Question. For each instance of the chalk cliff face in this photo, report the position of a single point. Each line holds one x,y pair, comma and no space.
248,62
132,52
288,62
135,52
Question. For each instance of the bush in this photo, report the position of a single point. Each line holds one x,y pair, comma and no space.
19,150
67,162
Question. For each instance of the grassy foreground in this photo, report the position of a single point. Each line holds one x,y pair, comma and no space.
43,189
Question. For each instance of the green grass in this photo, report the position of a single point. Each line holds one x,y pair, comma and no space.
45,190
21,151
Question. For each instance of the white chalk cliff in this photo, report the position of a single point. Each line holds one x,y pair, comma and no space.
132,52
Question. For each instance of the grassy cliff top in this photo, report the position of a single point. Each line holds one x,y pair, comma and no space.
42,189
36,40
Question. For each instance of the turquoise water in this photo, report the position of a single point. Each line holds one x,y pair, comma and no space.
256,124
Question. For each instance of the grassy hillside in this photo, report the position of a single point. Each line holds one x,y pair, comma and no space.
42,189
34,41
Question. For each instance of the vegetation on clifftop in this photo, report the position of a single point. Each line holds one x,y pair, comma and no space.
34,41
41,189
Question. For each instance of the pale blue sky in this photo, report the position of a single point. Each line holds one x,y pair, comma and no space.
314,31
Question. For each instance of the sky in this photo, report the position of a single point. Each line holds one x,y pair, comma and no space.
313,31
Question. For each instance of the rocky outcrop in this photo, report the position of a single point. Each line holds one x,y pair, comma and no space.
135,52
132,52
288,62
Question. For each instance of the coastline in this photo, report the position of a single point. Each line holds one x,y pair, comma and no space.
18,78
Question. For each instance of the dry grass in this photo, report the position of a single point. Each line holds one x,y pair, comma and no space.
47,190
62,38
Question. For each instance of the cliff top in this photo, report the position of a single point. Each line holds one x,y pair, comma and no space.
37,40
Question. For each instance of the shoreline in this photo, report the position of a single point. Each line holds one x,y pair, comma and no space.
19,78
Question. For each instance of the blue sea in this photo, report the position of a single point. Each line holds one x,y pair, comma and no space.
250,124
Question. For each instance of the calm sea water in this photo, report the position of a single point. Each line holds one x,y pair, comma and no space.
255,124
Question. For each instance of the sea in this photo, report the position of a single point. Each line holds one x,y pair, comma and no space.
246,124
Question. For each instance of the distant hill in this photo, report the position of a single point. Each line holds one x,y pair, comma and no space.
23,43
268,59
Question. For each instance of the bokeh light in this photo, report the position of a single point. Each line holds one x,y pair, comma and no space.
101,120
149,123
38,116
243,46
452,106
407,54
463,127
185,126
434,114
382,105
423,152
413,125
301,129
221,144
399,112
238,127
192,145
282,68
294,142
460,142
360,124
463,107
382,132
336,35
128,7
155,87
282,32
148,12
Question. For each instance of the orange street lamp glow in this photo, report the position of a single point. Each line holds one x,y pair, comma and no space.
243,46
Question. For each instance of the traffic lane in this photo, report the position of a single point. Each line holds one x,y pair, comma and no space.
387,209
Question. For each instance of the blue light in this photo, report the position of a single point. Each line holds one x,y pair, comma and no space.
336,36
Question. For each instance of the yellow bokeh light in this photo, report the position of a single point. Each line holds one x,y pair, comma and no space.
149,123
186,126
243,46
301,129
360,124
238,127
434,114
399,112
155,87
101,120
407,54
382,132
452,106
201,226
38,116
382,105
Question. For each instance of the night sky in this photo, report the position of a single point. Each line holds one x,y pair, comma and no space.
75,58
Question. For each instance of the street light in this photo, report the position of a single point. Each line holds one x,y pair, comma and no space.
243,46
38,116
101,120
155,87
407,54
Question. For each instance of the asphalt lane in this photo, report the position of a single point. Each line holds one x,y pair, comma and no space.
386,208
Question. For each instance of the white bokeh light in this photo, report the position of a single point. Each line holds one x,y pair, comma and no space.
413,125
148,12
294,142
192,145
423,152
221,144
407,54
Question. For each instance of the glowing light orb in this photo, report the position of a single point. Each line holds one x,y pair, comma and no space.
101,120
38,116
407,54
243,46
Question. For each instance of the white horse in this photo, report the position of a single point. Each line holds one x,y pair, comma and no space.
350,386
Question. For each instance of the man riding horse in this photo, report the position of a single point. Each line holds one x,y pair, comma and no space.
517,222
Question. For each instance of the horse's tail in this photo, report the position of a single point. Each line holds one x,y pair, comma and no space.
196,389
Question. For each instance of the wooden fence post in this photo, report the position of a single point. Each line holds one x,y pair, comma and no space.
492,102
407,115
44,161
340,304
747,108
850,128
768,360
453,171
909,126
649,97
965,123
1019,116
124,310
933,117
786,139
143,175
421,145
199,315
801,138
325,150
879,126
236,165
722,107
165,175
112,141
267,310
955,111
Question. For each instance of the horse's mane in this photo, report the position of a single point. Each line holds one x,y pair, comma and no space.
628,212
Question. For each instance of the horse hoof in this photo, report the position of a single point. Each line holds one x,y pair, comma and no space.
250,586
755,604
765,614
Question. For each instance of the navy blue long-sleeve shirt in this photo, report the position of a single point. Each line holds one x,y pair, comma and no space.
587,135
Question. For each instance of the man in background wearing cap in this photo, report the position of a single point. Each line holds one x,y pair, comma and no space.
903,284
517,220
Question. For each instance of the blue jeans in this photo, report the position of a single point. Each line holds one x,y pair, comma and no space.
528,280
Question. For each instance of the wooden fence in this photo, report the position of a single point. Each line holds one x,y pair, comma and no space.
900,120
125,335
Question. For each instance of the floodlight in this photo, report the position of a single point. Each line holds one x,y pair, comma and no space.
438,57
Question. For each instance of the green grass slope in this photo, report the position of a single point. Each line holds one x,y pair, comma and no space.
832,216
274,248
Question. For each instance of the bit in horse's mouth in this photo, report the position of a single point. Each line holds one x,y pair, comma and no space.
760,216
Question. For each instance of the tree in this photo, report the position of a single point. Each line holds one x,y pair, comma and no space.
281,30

* * * *

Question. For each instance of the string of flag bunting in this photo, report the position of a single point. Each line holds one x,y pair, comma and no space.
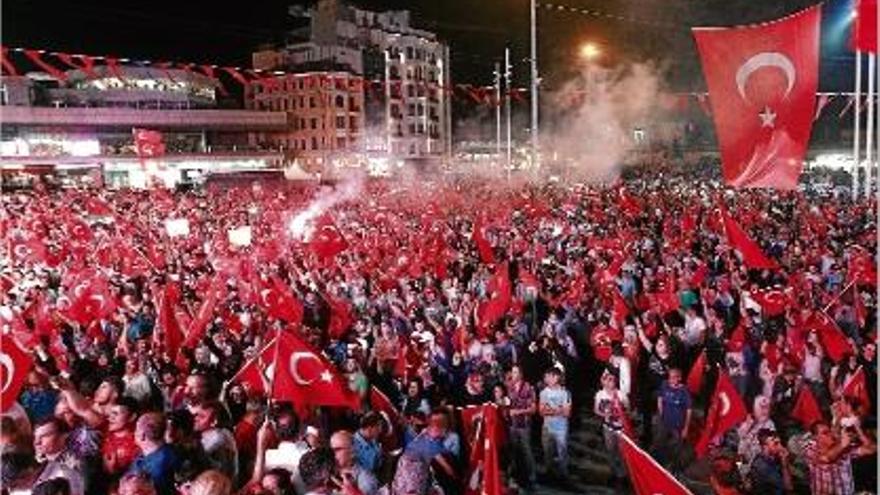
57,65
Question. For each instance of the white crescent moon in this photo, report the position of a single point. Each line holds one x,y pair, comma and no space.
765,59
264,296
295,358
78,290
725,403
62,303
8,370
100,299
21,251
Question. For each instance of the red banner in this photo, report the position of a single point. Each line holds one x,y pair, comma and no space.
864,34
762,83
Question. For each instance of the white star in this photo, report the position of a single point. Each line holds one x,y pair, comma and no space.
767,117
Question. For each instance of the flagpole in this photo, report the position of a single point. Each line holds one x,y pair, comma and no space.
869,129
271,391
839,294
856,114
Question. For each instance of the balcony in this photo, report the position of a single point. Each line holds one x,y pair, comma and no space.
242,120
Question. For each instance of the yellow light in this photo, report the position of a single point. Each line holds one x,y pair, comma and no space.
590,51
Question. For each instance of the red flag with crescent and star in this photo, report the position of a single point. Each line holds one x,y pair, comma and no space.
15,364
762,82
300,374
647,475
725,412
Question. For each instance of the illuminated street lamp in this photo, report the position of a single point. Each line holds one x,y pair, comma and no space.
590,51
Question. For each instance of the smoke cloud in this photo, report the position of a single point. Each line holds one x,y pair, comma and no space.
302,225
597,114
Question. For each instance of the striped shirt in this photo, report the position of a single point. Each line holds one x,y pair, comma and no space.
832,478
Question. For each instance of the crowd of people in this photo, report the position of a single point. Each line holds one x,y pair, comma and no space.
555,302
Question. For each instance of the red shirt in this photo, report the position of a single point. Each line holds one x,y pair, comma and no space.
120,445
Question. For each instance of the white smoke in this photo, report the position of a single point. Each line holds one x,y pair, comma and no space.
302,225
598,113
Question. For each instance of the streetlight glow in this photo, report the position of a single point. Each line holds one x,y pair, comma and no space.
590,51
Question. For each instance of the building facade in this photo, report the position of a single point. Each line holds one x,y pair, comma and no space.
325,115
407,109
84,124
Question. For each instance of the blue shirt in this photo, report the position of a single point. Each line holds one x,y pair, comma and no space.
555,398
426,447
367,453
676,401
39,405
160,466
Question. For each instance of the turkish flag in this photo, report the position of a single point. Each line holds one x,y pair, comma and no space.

* * * *

AIM OF THE TASK:
Find every line in the records above that contains the string "grassy", and copy each of those lines in full. Treat uppercase and lowercase letters as different.

RESULT OF THIS EXERCISE:
Question. For each instance of the grassy foreground in this photo, report the position of a single point. Each line holds one x,y pair, comma and no space.
Question. For each instance of the grassy cliff top in this photo, report the position of a single point. Each line holds one x,y pair, comma and no space.
Question. For each instance of the grassy hillside in this photo, report the position of a single point. Each line holds one x,y pair, comma and no space.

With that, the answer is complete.